** BEGIN **

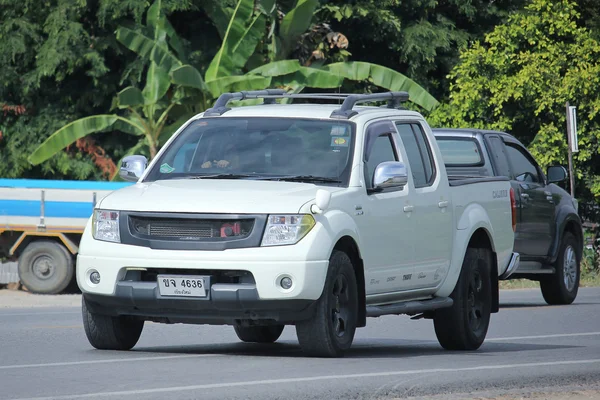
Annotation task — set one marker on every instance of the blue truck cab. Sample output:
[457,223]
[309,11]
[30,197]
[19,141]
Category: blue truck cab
[41,223]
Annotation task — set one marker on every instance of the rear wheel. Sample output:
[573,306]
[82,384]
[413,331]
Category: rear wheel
[464,325]
[331,330]
[110,333]
[562,286]
[259,334]
[45,267]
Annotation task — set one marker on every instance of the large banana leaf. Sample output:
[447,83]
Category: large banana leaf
[386,78]
[130,97]
[189,76]
[69,133]
[268,6]
[310,77]
[147,48]
[157,84]
[237,83]
[241,37]
[277,68]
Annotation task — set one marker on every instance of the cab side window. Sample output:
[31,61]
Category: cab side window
[524,170]
[382,150]
[418,152]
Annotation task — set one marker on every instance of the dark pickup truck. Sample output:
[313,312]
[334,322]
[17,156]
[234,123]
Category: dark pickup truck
[549,235]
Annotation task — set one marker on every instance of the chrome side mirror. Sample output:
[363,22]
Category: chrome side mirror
[390,174]
[556,173]
[132,168]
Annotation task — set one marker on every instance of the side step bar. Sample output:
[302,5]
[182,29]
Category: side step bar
[513,265]
[409,307]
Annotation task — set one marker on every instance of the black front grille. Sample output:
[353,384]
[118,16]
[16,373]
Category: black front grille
[189,229]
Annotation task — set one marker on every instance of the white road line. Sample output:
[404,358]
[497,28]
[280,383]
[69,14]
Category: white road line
[107,361]
[40,313]
[172,389]
[542,336]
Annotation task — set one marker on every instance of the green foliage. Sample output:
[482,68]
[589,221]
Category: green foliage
[519,79]
[420,38]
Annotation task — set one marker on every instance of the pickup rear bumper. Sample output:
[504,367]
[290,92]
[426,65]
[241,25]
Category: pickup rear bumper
[513,265]
[224,304]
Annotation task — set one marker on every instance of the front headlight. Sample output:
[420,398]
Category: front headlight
[105,225]
[287,229]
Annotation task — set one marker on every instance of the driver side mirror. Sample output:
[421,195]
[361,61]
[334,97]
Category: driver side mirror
[390,174]
[556,173]
[132,168]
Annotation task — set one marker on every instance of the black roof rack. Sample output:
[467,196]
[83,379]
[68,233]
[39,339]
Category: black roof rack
[344,112]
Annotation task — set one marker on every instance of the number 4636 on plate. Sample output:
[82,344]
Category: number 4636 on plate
[182,285]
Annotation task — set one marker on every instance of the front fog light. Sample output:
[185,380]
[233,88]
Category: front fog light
[286,282]
[95,277]
[287,229]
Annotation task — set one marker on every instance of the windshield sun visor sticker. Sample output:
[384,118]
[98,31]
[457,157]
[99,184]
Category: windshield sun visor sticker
[339,142]
[339,130]
[166,168]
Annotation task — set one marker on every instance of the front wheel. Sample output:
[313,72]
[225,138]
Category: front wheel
[464,325]
[45,267]
[331,330]
[562,286]
[110,333]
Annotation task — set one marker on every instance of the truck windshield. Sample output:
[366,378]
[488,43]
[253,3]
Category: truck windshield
[294,149]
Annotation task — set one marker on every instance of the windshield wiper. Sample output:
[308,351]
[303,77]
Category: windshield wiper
[307,178]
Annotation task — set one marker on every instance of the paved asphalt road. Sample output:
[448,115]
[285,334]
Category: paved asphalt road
[530,346]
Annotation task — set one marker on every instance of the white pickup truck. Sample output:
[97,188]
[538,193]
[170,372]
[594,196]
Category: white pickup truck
[313,215]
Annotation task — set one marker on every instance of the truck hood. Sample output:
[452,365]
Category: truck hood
[214,196]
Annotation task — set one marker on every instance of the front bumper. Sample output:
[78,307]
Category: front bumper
[224,304]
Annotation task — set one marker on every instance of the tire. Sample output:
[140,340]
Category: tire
[259,334]
[110,333]
[331,329]
[464,325]
[562,287]
[45,267]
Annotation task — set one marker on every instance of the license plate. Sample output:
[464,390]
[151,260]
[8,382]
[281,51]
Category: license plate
[182,285]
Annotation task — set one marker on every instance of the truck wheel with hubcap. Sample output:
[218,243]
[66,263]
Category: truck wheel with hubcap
[464,325]
[562,286]
[259,334]
[331,329]
[110,333]
[45,267]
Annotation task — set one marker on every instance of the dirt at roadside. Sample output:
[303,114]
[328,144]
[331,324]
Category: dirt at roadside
[583,394]
[20,299]
[572,395]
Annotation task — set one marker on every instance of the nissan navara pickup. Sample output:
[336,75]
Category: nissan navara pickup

** END **

▶ Task directions
Please rewrite every row above, changing "set one marker" to "place one marker" and keeping everything else the same. Leave the pictures out.

▶ Task output
Annotation task — place one marker on every instance of the blue truck cab. Sample output:
[457,223]
[309,11]
[30,197]
[19,141]
Category: blue truck cab
[41,223]
Annotation task — place one marker on every instance of the rear wheel. Sample output:
[573,306]
[82,384]
[413,331]
Category: rear wheel
[464,325]
[331,330]
[110,333]
[562,286]
[259,334]
[45,267]
Annotation task — place one marker on every instance of the large banana leaf. Sample output:
[447,83]
Category: large banana leaf
[386,78]
[130,97]
[189,76]
[69,133]
[268,6]
[310,77]
[147,48]
[157,84]
[237,83]
[241,37]
[277,68]
Annotation task — place one marker on every instance of the cab side window. Sample output:
[31,61]
Category: cab side window
[524,170]
[382,150]
[418,152]
Annotation task — place one marker on every instance of the dark pickup truck. Sample output:
[313,312]
[334,322]
[17,156]
[234,123]
Category: dark pickup truck
[549,235]
Annotation task — place one marker on every instance of the chrome side mirror. Sample output:
[363,22]
Category: chrome side mirror
[390,174]
[556,173]
[132,168]
Annotation task — place one marker on every instance of the side step bar. Sample output:
[302,5]
[182,29]
Category: side step bar
[513,265]
[409,307]
Annotation task — place one marker on every instance of the black front grille. Sample output:
[353,384]
[118,16]
[16,373]
Category: black front grille
[189,229]
Annotation task — place one marker on every instance of the white road line. Sample output:
[404,358]
[497,28]
[280,383]
[69,14]
Category: white road line
[107,361]
[40,313]
[172,389]
[542,336]
Annotation task — place one marker on every instance of the green foliage. Sample output:
[482,68]
[589,221]
Category: green foliage
[519,79]
[420,38]
Annotation task — place one marker on every instance of the pickup rear bumper. Sample output:
[504,367]
[290,92]
[426,65]
[241,25]
Category: pickup rear bumper
[513,265]
[224,304]
Annotation task — place one marker on every instance of the front headlight. Sample output:
[420,398]
Category: front headlight
[105,225]
[287,229]
Annotation task — place one marker on every instance of the driver side mirror. Sample output:
[421,195]
[361,61]
[334,97]
Category: driver side mirror
[390,174]
[556,173]
[132,168]
Annotation task — place one marker on every instance of the black roof rack. Sample output:
[467,196]
[83,379]
[68,233]
[39,339]
Category: black roof rack
[344,112]
Annotation task — place one marker on every instance of the number 4636 on plate. Sample output:
[82,344]
Category: number 4636 on plate
[182,285]
Annotation task — place one marker on every instance of the front fog light. Sample output:
[185,380]
[233,88]
Category: front fog light
[286,282]
[95,277]
[287,229]
Annotation task — place one marker on every instance of the windshield sun visor sticker. Sample output:
[384,118]
[98,31]
[457,157]
[99,184]
Category: windshield sun visor sticker
[339,142]
[339,130]
[166,168]
Annotation task — place one marker on every instance of the front wheel. Sample output:
[313,72]
[225,138]
Category: front wheel
[464,325]
[45,267]
[331,330]
[562,286]
[110,333]
Annotation task — place one marker on every instance of the truck windshield. Sample output:
[366,378]
[488,43]
[253,3]
Category: truck windshield
[294,149]
Annotation task — place one marker on every instance of the windshield wiper. Sample output:
[308,351]
[303,77]
Category: windshield wiper
[307,178]
Annotation task — place one marker on every instance of the paved asphalt road. Sample output:
[448,115]
[285,334]
Category: paved asphalt road
[530,346]
Annotation task — place one marker on every instance of the white pickup truck. Sample output:
[97,188]
[538,193]
[170,372]
[594,196]
Category: white pickup truck
[313,215]
Annotation task — place one marker on every instance of the truck hood. Sample output:
[452,365]
Category: truck hood
[214,196]
Annotation task — place one marker on every instance of the front bumper. Sample output:
[78,307]
Category: front bumper
[224,304]
Annotation task — place one marker on every instance of the tire. Sample output:
[140,340]
Category: tire
[259,334]
[110,333]
[331,329]
[464,325]
[562,287]
[45,267]
Annotation task — place one marker on every instance of the license plate. Sample output:
[464,390]
[151,260]
[8,382]
[281,51]
Category: license plate
[182,285]
Annotation task — place one marker on every instance of the truck wheel with hubcap. Sample output:
[218,243]
[66,263]
Category: truck wheel with hubcap
[464,325]
[562,286]
[259,334]
[331,329]
[110,333]
[45,267]
Annotation task — place one marker on every instance of the dirt at roadside. Sample output:
[303,114]
[328,144]
[331,324]
Category: dirt at roadside
[583,394]
[20,299]
[572,395]
Annotation task — place one marker on every instance of the nissan navara pickup. Sample output:
[336,75]
Category: nissan navara pickup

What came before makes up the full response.